_Provided information:_
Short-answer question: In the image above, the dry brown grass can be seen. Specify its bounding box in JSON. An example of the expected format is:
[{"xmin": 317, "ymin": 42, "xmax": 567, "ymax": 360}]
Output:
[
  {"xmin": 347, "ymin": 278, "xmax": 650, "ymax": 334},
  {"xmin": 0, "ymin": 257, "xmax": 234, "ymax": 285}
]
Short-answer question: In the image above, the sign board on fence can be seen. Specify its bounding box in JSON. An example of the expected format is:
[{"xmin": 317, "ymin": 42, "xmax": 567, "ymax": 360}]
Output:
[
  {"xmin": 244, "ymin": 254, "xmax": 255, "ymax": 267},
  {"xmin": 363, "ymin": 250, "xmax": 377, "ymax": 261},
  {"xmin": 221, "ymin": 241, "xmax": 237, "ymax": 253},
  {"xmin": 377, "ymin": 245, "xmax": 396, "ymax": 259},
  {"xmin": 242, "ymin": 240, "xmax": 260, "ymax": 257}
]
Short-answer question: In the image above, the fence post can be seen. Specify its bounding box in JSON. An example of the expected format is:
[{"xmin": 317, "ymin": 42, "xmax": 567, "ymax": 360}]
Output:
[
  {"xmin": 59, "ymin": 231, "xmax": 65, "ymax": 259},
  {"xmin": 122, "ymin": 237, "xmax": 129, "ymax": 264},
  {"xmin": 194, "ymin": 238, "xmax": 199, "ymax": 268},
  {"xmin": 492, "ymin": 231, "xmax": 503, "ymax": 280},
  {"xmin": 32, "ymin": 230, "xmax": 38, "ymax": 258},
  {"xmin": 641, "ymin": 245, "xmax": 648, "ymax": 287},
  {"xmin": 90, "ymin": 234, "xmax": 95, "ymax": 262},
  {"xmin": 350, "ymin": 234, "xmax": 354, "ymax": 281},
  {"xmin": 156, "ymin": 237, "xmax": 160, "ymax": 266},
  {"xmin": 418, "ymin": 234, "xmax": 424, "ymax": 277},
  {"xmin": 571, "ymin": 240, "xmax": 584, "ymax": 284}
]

_Task directions:_
Write out every line of all the entries above as a numbered list, omitting any blank lines.

_Expected answer:_
1. Short-answer question: In the image above, the dry brown grass can be seen. Specify its bounding box in JSON. An example of the expected format is:
2. [{"xmin": 317, "ymin": 42, "xmax": 567, "ymax": 360}]
3. Output:
4. [
5.   {"xmin": 347, "ymin": 278, "xmax": 650, "ymax": 334},
6.   {"xmin": 0, "ymin": 257, "xmax": 234, "ymax": 285}
7. ]
8. Short-answer question: In the image above, the sign board on fence can be seen. Specify its bounding box in JSON. An example of the expected format is:
9. [{"xmin": 317, "ymin": 42, "xmax": 567, "ymax": 360}]
10. Output:
11. [
12.   {"xmin": 244, "ymin": 254, "xmax": 255, "ymax": 267},
13.   {"xmin": 363, "ymin": 250, "xmax": 377, "ymax": 261},
14.   {"xmin": 221, "ymin": 241, "xmax": 237, "ymax": 253},
15.   {"xmin": 377, "ymin": 245, "xmax": 396, "ymax": 259},
16.   {"xmin": 242, "ymin": 240, "xmax": 260, "ymax": 257}
17. ]
18. Short-answer question: In the image above, the fence post can be seen. Specify its bounding box in JSON. An example of the expected format is:
19. [{"xmin": 317, "ymin": 42, "xmax": 567, "ymax": 360}]
20. Output:
21. [
22.   {"xmin": 59, "ymin": 231, "xmax": 65, "ymax": 259},
23.   {"xmin": 122, "ymin": 237, "xmax": 129, "ymax": 264},
24.   {"xmin": 194, "ymin": 238, "xmax": 199, "ymax": 268},
25.   {"xmin": 492, "ymin": 231, "xmax": 503, "ymax": 280},
26.   {"xmin": 32, "ymin": 230, "xmax": 38, "ymax": 258},
27.   {"xmin": 641, "ymin": 245, "xmax": 648, "ymax": 287},
28.   {"xmin": 90, "ymin": 234, "xmax": 95, "ymax": 262},
29.   {"xmin": 350, "ymin": 234, "xmax": 354, "ymax": 281},
30.   {"xmin": 156, "ymin": 237, "xmax": 160, "ymax": 266},
31.   {"xmin": 418, "ymin": 234, "xmax": 424, "ymax": 277},
32.   {"xmin": 571, "ymin": 240, "xmax": 584, "ymax": 284}
33. ]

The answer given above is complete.